What to work on —
1) List every speaker the Senator George J. Mitchell Peace Lecture Series page names for the Annual Peace Lecture, with the year of each speaker's lecture as the page gives it.
2) Write a continuation of the page about the Senator George J. Mitchell Peace Lecture Series, starting after its final sentence.

Given passage —
------------------------------

Lecture from 5pm
The Senator George J. Mitchell Peace Lecture Series celebrates and recognises Senator Mitchell’s contribution to the Northern Ireland peace process and to conflict resolution in the Middle East. His aim of transforming conflict and promoting social justice in Northern Ireland and across the world is shared by our Institute.
The Annual Peace Lecture series was inaugurated in 2018 with a lecture from President Mary Robinson on climate justice. President Robinson has subsequently become Chair of The Elders and has held prestigious posts in Ireland and the United Nations.
In 2019 the Annual Peace Lecture was from Dr Mamphela Ramphele on Interconnectedness for Peace in our Times. Mamphela Ramphele has had a celebrated career as an activist, medical doctor, academic, businesswoman and political thinker. She is currently a trustee of the Nelson Mandela Foundation, a board member of Women Strong International. In October 2018 Dr Ramphele was appointed co-president of The Club of Rome.
This year our guest speaker is Prof Pumla Gobodo-Madikizela, who is a Professor in the Faculty of Arts and Social Sciences at Stellenbosch University. She holds the South African National Research Foundation Chair in Violent Histories and Transgenerational Trauma. She has published extensively on victims and perpetrators of gross human rights violations, and her current research interest is in intergenerational repercussions of historical trauma and exploring what the “repair” of these transgenerational effects might mean in societies where victims, perpetrators, and their descendants live together in the same country.

------------------------------

Data to examine —
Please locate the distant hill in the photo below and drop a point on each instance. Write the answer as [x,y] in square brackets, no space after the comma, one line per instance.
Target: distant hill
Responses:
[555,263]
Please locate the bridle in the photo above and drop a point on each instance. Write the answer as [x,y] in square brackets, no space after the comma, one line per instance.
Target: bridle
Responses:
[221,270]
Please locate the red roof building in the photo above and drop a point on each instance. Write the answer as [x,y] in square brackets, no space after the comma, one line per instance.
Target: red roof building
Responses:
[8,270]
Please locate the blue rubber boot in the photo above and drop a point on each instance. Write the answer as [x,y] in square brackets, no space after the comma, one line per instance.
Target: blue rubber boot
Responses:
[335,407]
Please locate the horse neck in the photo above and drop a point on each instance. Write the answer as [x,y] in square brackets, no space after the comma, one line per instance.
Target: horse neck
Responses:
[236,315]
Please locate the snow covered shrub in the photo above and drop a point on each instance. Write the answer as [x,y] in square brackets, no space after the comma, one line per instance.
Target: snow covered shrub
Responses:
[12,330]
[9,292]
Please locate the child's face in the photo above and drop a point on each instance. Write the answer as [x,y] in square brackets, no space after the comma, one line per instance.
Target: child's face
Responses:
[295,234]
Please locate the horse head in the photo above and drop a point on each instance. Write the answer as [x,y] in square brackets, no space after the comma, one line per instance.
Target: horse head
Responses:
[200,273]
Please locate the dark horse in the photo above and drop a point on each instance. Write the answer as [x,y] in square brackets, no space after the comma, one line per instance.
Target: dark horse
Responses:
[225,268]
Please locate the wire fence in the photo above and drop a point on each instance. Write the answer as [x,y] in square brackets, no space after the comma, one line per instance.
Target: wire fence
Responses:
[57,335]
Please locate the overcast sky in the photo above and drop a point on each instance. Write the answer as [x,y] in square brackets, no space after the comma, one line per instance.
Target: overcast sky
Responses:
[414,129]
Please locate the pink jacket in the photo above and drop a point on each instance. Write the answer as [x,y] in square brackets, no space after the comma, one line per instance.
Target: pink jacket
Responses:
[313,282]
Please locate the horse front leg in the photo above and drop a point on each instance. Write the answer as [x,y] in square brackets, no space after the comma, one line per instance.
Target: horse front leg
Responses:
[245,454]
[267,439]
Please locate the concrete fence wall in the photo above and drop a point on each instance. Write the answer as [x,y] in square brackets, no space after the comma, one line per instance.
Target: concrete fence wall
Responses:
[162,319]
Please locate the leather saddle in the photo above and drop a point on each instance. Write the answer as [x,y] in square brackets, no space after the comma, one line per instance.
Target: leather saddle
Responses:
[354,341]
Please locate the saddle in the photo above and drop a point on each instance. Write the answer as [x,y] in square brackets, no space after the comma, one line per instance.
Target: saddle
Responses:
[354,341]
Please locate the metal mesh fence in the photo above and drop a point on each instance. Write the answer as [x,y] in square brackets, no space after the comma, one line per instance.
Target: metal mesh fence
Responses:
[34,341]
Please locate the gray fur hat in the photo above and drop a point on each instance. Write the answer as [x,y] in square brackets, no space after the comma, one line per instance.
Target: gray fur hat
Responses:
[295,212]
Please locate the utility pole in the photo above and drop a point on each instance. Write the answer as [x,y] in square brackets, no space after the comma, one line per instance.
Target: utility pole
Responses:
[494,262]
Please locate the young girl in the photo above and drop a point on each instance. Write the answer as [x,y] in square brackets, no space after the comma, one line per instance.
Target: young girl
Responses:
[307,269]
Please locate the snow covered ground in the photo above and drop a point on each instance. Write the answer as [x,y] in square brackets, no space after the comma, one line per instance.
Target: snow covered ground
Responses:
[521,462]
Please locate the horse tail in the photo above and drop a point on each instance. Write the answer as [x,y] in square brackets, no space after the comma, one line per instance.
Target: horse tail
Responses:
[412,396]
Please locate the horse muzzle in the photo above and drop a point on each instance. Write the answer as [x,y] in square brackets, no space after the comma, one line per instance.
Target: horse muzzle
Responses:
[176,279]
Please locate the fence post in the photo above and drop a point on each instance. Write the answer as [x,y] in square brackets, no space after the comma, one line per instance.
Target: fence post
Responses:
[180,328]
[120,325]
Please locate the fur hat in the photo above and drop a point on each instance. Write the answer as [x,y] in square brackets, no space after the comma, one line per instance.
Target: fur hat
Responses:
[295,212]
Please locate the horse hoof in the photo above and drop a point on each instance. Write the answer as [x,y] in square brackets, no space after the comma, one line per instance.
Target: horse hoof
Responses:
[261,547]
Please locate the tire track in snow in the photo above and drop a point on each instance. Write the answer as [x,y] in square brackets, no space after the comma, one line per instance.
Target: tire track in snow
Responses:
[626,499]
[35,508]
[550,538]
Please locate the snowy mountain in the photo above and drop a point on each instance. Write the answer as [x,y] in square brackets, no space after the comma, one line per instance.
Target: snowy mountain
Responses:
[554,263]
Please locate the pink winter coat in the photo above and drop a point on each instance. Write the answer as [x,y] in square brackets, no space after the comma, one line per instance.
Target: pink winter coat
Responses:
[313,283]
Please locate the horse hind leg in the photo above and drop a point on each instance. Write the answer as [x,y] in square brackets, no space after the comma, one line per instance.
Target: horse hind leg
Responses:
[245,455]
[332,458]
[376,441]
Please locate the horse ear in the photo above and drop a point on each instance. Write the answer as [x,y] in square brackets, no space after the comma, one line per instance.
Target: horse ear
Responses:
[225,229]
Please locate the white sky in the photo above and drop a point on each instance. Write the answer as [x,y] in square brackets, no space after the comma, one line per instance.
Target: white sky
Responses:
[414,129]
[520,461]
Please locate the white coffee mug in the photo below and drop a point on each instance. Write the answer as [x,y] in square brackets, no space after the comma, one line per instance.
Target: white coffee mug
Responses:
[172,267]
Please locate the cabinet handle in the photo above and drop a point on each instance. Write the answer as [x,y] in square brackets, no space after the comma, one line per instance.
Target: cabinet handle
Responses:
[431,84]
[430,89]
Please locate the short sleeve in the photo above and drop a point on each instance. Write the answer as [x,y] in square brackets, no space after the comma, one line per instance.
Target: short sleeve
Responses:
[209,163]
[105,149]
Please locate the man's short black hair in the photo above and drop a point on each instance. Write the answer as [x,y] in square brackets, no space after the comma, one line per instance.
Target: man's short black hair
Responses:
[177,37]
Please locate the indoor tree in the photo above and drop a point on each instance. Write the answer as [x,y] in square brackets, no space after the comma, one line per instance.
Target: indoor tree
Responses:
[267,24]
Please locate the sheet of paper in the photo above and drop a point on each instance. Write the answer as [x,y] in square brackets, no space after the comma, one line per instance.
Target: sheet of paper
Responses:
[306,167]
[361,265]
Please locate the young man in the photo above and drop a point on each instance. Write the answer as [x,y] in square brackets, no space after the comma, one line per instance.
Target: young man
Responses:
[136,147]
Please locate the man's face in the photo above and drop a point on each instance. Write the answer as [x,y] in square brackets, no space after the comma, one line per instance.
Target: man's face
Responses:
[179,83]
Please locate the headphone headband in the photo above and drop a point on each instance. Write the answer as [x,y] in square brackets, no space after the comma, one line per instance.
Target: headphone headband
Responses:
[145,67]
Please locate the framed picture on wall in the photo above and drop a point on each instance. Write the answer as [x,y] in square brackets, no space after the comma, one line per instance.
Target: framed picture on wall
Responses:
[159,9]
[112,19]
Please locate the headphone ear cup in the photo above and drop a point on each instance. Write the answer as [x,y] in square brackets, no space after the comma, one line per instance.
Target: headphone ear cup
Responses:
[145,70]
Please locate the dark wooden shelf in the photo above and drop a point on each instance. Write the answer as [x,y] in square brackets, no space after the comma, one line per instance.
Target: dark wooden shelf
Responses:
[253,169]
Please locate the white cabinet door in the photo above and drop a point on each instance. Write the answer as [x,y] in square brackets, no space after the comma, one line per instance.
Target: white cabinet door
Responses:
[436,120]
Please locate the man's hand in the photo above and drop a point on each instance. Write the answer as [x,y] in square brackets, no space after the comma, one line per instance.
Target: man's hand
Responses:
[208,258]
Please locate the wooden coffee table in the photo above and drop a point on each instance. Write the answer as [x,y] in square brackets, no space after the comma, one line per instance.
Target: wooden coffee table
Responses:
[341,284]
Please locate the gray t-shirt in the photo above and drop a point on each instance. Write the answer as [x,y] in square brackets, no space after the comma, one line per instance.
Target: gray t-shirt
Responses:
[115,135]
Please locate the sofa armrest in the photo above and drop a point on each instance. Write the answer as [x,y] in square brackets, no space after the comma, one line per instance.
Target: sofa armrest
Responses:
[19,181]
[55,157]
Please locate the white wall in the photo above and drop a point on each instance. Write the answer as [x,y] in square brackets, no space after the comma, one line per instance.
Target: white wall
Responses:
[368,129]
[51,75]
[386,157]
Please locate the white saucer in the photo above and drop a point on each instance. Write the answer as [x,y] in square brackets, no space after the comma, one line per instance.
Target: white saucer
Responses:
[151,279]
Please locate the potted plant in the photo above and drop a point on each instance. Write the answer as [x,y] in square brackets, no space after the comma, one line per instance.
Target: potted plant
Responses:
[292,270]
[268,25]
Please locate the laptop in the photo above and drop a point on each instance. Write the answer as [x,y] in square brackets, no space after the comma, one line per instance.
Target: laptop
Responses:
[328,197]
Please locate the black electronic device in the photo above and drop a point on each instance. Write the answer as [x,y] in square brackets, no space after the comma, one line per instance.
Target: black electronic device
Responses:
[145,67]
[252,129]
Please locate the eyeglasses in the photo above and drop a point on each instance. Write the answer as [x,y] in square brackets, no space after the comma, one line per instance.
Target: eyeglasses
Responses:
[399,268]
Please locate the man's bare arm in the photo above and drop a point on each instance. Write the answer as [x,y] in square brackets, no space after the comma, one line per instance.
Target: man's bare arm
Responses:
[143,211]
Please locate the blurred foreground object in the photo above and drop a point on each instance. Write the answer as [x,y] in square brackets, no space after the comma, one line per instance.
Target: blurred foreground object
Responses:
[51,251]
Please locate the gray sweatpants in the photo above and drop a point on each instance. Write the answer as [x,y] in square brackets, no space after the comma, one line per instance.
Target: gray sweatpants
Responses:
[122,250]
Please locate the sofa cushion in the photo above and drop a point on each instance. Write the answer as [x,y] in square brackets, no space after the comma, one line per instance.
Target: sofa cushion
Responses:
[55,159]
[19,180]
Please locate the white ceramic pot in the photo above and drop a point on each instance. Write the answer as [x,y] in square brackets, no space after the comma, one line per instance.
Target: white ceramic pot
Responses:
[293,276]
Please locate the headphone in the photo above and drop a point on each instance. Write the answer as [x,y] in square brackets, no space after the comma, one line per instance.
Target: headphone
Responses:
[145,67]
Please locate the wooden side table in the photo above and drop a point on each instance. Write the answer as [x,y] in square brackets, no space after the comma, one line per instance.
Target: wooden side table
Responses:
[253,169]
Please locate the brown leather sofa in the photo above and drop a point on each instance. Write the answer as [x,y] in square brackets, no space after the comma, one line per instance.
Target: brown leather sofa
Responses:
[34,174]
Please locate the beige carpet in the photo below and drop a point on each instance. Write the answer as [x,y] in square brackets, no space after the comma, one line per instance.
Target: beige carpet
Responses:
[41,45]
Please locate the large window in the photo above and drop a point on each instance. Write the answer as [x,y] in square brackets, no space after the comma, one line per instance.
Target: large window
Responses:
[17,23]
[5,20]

------------------------------

Results for the exercise —
1)
- President Mary Robinson: 2018
- Dr Mamphela Ramphele: 2019
- Prof Pumla Gobodo-Madikizela: this year

2)
Her books include the award-winning A Human Being Died that Night: A Story of Forgiveness, which won the Christopher Award in the United States in 2003, and the Alan Paton Award in South Africa in 2004; Narrating our Healing: Perspectives on Healing Trauma as co-author; Breaking Intergenerational Cycles of Repetition: A Global Dialogue on Historical Trauma and Memory, as editor; and the more recent publications Post-Conflict Hauntings: Transforming Memories of Historical Trauma, as co-editor; and the forthcoming volume, History, Trauma and Shame: Engaging the Past through Second Generation Dialogue as editor.
Among her awards are the following honorary degrees: Doctor of Laws from Rhodes University, South Africa; Doctor of Theology from the Friedrich-Schiller University, Germany; and Doctor of Laws from Holy Cross College, Massachusetts. Since 2017, she has been serving as Research Advisor and Global Scholar at Queen’s University, Belfast, affiliated with the Senator George Mitchell Institute for Global Peace, Security and Justice. Recently, she was named the 2020-2021 Walter Jackson Bate Fellow in Harvard University's Radcliffe Institute for Advanced Study.
Please book by noon on Monday 26 October 2020. A meeting link will be sent to you before the event.